■ What is being asked:
Reproduce the entries below exactly, but leave the pictures out.

---------- Extracted data ----------

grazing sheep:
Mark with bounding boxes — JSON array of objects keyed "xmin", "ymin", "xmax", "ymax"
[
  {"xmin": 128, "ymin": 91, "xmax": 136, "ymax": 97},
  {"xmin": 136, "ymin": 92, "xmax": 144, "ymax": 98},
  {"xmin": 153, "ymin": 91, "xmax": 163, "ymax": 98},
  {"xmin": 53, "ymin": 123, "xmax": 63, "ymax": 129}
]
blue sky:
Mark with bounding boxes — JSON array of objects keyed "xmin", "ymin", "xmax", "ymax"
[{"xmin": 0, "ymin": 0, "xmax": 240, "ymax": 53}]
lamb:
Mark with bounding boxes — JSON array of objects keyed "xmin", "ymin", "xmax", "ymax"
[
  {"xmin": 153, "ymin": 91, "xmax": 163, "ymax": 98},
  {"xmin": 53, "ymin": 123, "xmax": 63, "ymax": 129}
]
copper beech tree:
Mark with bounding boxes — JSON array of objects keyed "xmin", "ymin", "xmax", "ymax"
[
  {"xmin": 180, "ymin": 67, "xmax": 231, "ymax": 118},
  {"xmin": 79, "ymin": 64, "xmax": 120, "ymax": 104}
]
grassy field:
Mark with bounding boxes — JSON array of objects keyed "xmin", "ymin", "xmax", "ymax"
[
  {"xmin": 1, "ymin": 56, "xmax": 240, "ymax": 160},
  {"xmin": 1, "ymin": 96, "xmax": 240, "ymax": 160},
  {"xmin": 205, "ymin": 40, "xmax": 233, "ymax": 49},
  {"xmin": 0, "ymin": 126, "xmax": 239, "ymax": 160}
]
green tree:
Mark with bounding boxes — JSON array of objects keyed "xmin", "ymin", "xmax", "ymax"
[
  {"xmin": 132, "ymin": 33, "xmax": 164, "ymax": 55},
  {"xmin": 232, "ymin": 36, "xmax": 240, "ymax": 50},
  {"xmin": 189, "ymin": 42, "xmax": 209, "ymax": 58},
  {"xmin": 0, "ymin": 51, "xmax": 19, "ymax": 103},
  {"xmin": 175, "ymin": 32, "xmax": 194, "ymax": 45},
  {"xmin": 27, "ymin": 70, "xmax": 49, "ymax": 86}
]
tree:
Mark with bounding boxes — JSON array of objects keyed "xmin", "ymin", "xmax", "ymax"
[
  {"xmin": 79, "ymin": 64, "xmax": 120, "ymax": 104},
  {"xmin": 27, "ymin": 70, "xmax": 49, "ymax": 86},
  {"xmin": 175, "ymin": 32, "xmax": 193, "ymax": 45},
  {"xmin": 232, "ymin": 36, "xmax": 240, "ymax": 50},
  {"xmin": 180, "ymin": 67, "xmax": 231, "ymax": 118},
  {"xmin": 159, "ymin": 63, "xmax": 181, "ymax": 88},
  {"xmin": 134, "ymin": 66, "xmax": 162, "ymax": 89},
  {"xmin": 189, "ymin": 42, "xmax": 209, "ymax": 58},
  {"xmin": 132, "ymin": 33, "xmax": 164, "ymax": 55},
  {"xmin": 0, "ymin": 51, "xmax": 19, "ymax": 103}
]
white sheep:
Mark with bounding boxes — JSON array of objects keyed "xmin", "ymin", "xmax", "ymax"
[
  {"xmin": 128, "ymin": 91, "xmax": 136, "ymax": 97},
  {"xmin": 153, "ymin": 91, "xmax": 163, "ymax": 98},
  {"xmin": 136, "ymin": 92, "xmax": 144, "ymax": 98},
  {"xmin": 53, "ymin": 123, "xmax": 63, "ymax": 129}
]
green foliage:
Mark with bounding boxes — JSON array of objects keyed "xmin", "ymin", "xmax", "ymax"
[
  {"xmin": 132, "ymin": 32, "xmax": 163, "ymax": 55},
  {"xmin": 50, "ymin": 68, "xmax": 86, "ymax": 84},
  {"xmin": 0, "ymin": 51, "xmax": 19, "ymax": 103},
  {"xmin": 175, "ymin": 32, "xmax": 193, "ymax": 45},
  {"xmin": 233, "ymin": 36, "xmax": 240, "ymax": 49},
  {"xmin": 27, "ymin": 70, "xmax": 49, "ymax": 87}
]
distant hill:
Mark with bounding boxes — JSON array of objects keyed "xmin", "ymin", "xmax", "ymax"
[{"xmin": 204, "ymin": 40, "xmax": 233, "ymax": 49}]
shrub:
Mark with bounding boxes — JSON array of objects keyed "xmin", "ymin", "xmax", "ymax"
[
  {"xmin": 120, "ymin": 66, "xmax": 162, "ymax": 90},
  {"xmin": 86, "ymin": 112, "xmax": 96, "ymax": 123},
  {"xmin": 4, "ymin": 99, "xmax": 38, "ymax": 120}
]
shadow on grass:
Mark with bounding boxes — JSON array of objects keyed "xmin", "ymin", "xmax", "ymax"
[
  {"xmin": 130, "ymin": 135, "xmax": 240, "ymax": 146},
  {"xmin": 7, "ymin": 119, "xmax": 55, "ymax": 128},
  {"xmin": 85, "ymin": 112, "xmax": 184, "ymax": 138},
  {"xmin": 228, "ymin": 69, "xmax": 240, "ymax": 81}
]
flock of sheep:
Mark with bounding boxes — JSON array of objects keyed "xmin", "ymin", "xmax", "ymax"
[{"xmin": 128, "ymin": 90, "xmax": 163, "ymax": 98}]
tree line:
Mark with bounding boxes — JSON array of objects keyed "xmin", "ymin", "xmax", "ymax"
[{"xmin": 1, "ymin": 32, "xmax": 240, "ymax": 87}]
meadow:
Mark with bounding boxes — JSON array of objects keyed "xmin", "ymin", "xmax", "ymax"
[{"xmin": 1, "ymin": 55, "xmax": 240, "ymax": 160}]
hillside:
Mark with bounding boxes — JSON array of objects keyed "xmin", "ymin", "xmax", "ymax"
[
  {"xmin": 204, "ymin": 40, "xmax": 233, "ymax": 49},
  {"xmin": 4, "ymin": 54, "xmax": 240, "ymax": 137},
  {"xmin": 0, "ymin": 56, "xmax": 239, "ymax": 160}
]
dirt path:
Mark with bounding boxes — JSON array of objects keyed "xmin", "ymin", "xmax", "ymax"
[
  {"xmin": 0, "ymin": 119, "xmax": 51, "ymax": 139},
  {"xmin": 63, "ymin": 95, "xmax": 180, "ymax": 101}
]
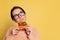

----------

■ Response below:
grazing sheep:
Mark with bounding boxes — JSON array of objects keyed "xmin", "ymin", "xmax", "ymax"
[
  {"xmin": 128, "ymin": 91, "xmax": 136, "ymax": 97},
  {"xmin": 136, "ymin": 92, "xmax": 144, "ymax": 98},
  {"xmin": 153, "ymin": 91, "xmax": 163, "ymax": 98},
  {"xmin": 53, "ymin": 123, "xmax": 63, "ymax": 129}
]
blue sky:
Mark with bounding boxes — JSON array of objects keyed "xmin", "ymin", "xmax", "ymax"
[{"xmin": 0, "ymin": 0, "xmax": 240, "ymax": 53}]
lamb:
Mark with bounding boxes — JSON array of objects keyed "xmin", "ymin", "xmax", "ymax"
[
  {"xmin": 153, "ymin": 91, "xmax": 163, "ymax": 98},
  {"xmin": 53, "ymin": 123, "xmax": 63, "ymax": 129}
]
copper beech tree:
Mark with bounding boxes — JSON array of objects keyed "xmin", "ymin", "xmax", "ymax"
[
  {"xmin": 180, "ymin": 67, "xmax": 231, "ymax": 118},
  {"xmin": 79, "ymin": 64, "xmax": 120, "ymax": 104}
]
grassy field:
Mark with bounding boxes — JSON array of objects keyed "xmin", "ymin", "xmax", "ymax"
[
  {"xmin": 1, "ymin": 56, "xmax": 240, "ymax": 160},
  {"xmin": 1, "ymin": 96, "xmax": 240, "ymax": 160},
  {"xmin": 205, "ymin": 40, "xmax": 233, "ymax": 49},
  {"xmin": 0, "ymin": 126, "xmax": 239, "ymax": 160}
]
green tree:
Mark with bounding boxes — JSON array of objects keyed "xmin", "ymin", "xmax", "ymax"
[
  {"xmin": 132, "ymin": 33, "xmax": 164, "ymax": 55},
  {"xmin": 232, "ymin": 36, "xmax": 240, "ymax": 50},
  {"xmin": 189, "ymin": 42, "xmax": 209, "ymax": 58},
  {"xmin": 0, "ymin": 51, "xmax": 19, "ymax": 103},
  {"xmin": 175, "ymin": 32, "xmax": 194, "ymax": 45},
  {"xmin": 27, "ymin": 70, "xmax": 49, "ymax": 86}
]
tree:
Mark with bounding boxes — JSON array of objects keyed "xmin", "ymin", "xmax", "ymax"
[
  {"xmin": 79, "ymin": 64, "xmax": 120, "ymax": 104},
  {"xmin": 27, "ymin": 70, "xmax": 49, "ymax": 86},
  {"xmin": 175, "ymin": 32, "xmax": 193, "ymax": 45},
  {"xmin": 232, "ymin": 36, "xmax": 240, "ymax": 50},
  {"xmin": 180, "ymin": 67, "xmax": 231, "ymax": 118},
  {"xmin": 159, "ymin": 63, "xmax": 181, "ymax": 88},
  {"xmin": 134, "ymin": 66, "xmax": 162, "ymax": 89},
  {"xmin": 189, "ymin": 42, "xmax": 209, "ymax": 58},
  {"xmin": 132, "ymin": 33, "xmax": 164, "ymax": 55},
  {"xmin": 0, "ymin": 51, "xmax": 19, "ymax": 103}
]
white sheep:
Mark with bounding boxes — JSON array of objects keyed "xmin", "ymin", "xmax", "ymax"
[
  {"xmin": 128, "ymin": 91, "xmax": 136, "ymax": 97},
  {"xmin": 153, "ymin": 91, "xmax": 163, "ymax": 98},
  {"xmin": 136, "ymin": 92, "xmax": 144, "ymax": 98},
  {"xmin": 53, "ymin": 123, "xmax": 63, "ymax": 129}
]
green foliage:
Mark with bounding boxes — JSON array of objects keyed "xmin", "ymin", "xmax", "ymax"
[
  {"xmin": 132, "ymin": 32, "xmax": 163, "ymax": 55},
  {"xmin": 50, "ymin": 68, "xmax": 86, "ymax": 84},
  {"xmin": 0, "ymin": 51, "xmax": 19, "ymax": 103},
  {"xmin": 175, "ymin": 32, "xmax": 193, "ymax": 45},
  {"xmin": 233, "ymin": 36, "xmax": 240, "ymax": 49},
  {"xmin": 27, "ymin": 70, "xmax": 49, "ymax": 87}
]
distant hill:
Mark with bounding boxes — JSON array of objects keyed "xmin", "ymin", "xmax", "ymax"
[{"xmin": 204, "ymin": 40, "xmax": 233, "ymax": 49}]
shrub:
Mark with bounding boxes — JSON array of objects keyed "xmin", "ymin", "xmax", "ymax"
[
  {"xmin": 120, "ymin": 66, "xmax": 162, "ymax": 90},
  {"xmin": 86, "ymin": 112, "xmax": 96, "ymax": 123},
  {"xmin": 4, "ymin": 99, "xmax": 38, "ymax": 120}
]
shadow on grass:
Mark with bounding boxes — JSON array of objects keyed "xmin", "ymin", "xmax", "ymax"
[
  {"xmin": 130, "ymin": 135, "xmax": 240, "ymax": 146},
  {"xmin": 7, "ymin": 119, "xmax": 55, "ymax": 128},
  {"xmin": 85, "ymin": 112, "xmax": 184, "ymax": 138},
  {"xmin": 228, "ymin": 69, "xmax": 240, "ymax": 81}
]
flock of sheep:
Mark with bounding boxes — JSON array of objects keyed "xmin", "ymin", "xmax", "ymax"
[{"xmin": 128, "ymin": 90, "xmax": 163, "ymax": 98}]
tree line:
Mark with bounding boxes — JSON array of objects keyed "xmin", "ymin", "xmax", "ymax"
[{"xmin": 1, "ymin": 32, "xmax": 240, "ymax": 87}]
meadow:
Mark with bounding boxes — JSON array of objects keyed "xmin", "ymin", "xmax", "ymax"
[{"xmin": 1, "ymin": 55, "xmax": 240, "ymax": 160}]
hillside:
Mark with bounding boxes — JSON array of objects keyed "xmin", "ymin", "xmax", "ymax"
[
  {"xmin": 204, "ymin": 40, "xmax": 233, "ymax": 49},
  {"xmin": 4, "ymin": 54, "xmax": 240, "ymax": 137},
  {"xmin": 0, "ymin": 56, "xmax": 239, "ymax": 160}
]
dirt path:
Mark with bounding boxes — JSON array of objects keyed "xmin", "ymin", "xmax", "ymax"
[
  {"xmin": 0, "ymin": 119, "xmax": 51, "ymax": 139},
  {"xmin": 63, "ymin": 95, "xmax": 180, "ymax": 101}
]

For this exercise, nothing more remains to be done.